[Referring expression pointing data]
◇ ◇ ◇ ◇

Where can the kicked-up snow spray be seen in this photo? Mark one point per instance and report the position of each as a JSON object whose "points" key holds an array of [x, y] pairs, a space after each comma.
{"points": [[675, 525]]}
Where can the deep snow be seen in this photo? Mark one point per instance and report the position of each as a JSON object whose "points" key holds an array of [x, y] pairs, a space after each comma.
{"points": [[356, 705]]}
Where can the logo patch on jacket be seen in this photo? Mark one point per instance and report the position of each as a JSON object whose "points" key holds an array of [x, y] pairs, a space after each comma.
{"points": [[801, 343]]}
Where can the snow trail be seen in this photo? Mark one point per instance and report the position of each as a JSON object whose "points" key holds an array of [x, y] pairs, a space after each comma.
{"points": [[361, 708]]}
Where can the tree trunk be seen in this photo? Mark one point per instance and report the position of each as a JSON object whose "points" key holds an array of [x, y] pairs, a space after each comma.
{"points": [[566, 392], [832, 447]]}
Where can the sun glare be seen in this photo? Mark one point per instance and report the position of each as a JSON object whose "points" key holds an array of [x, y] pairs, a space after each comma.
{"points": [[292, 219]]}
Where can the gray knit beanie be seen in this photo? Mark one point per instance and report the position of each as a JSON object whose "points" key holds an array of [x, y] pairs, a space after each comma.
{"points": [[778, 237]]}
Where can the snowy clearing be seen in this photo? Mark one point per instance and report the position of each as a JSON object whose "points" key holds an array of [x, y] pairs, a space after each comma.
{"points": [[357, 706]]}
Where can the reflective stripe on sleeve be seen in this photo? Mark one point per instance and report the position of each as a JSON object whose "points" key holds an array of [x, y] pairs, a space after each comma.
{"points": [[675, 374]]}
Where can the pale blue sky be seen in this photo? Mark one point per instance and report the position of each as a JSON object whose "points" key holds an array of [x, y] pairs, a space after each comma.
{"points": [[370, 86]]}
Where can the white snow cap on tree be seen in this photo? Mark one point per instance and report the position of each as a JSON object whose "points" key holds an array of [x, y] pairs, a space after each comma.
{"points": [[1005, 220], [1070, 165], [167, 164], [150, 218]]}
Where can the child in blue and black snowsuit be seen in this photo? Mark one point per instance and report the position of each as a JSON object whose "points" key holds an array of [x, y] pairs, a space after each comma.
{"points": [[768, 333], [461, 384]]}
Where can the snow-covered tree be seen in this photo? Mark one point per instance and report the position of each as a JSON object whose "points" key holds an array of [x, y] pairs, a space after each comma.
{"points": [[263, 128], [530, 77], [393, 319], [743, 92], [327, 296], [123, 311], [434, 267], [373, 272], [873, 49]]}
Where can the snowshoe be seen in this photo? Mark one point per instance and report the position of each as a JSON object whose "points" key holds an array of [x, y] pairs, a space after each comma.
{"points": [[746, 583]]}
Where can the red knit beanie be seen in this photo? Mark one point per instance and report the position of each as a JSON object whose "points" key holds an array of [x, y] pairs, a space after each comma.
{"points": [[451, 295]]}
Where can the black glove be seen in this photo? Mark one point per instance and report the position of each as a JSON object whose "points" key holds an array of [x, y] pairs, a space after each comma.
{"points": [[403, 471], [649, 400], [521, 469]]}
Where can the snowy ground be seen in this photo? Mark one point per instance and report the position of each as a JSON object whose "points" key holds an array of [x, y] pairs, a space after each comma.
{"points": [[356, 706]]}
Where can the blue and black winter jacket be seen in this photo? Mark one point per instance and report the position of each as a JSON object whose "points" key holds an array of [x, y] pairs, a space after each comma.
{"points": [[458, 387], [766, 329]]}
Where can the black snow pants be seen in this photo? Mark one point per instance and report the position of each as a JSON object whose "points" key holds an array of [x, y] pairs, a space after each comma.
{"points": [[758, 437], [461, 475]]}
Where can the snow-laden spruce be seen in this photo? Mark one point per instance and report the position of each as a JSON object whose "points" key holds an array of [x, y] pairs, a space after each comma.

◇ ◇ ◇ ◇

ASSIGNMENT: Please retype all of the records, keeping each line exactly as it is.

FINISHED TASK:
Where can the kicked-up snow spray be seen in this photo? Mark one point per instance and report the position of each as a JSON object whose "points" key holds an array of [x, y] pairs, a space after each comma.
{"points": [[675, 525]]}
Where can the deep snow be seen in this photo? Mark one point per instance and report the position of each as a JSON object whose "points" key holds an array of [x, y] pairs, a space after each comma.
{"points": [[356, 705]]}
Where can the logo patch on jacket be seen in this photo? Mark one point per instance and report the position of each as a JSON object whose "points" key holds an array of [x, y] pairs, a space after each comma.
{"points": [[801, 343]]}
Where can the snow trail be seen in this photo? Mark one point per instance and report the position of each as a JSON object whose "points" key holds an array of [x, y] pairs, a space after each comma.
{"points": [[361, 708]]}
Where can the tree trunk be seen in this photo? Mark one point per instance and report the position of each as a JSON object whose "points" key holds an array of [x, y] pairs, a space after each comma.
{"points": [[566, 392], [832, 447]]}
Where can the sun glare be seen in this photo? Mark one point per instance and report the position of each as a JSON object whose "points" key holds an array of [x, y] pairs, a space after each comma.
{"points": [[292, 219]]}
Where can the gray knit beanie be seen in this photo? Mark one point per instance and report the position of each as a JSON object whose "points" key holds an array of [x, y] pairs, a space after each comma.
{"points": [[778, 237]]}
Where can the snowy clearing be seen in this photo? Mark one point per instance and report the position of each as a JSON object whose "points" key holds an array of [x, y] pairs, a space after each comma.
{"points": [[357, 706]]}
Where can the reflective stripe on sleeve be seen in this photo? Mark one point per instance and report the position of each as a JSON object whose "points" key holds an array of [x, y] pairs, a space after each comma.
{"points": [[675, 374]]}
Where can the pale blue sky be seen in this photo? Mark one point per instance and report the position of each as a JSON object whose "points" key holds an array of [x, y] pairs, a space after each comma.
{"points": [[370, 86]]}
Where can the white snow cap on tree be seen in this photo? Mark one point per instance and report the position of each as a JSON object whose "points" key holds an array of [x, y] pairs, a space after each comma.
{"points": [[1005, 220], [1070, 165], [167, 164], [150, 218]]}
Where can the child in blue and black snowsuit be seen in this photo? Mark one point per instance and report the position of each as a JSON object whose "points" key holds an array of [x, y] pairs, a space after each comma.
{"points": [[768, 333], [461, 384]]}
Where can the snow-covered tree be seen in this photo? Mark one point per instance and report the position of each as a JSON object whose "points" key holds an array of [x, y] pairs, a space after each comma.
{"points": [[263, 128], [530, 77], [393, 319], [743, 92], [327, 296], [123, 311], [434, 267], [373, 272], [873, 49]]}
Where can the snowshoe be seen in this photo? Mark one point per instance and report the position of each as a JSON object whose "points" key holds an array of [x, y] pairs, a space after each comma.
{"points": [[746, 583]]}
Where can the red knit beanie be seen in this photo? Mark one point per instance and report the position of each as a JSON object whose "points" key holds an array of [x, y] pairs, a space after each comma.
{"points": [[451, 295]]}
Where can the black glove be seen in this photo? Mark one point per instance and report the position of each as a JSON object whose "points" key holds an array of [x, y] pairs, a space after each comma.
{"points": [[403, 471], [649, 400], [521, 469]]}
Where can the snowy ground be seen in this photo? Mark one point per instance and report the position of each as a JSON object whose "points" key holds an array of [x, y] pairs, a space after each comma.
{"points": [[356, 706]]}
Where can the blue and black winter jacket be seen in this photo? Mark one point per instance and report the position of each as a JSON object whose "points" key holds an array of [x, y] pairs, a space after each comma.
{"points": [[458, 387], [766, 329]]}
Where can the black snow pants be seen in this photo? Mark one point per instance and report the position of each as a JSON object whose "points" key holds an array of [x, y] pairs, a space after each comma.
{"points": [[758, 437], [461, 475]]}
Where can the snow-laden spruce be seen in this photo? Mark one point per instance and report the position of each as a JSON object whose "points" key holds an array of [x, y] pairs, a space after each comma.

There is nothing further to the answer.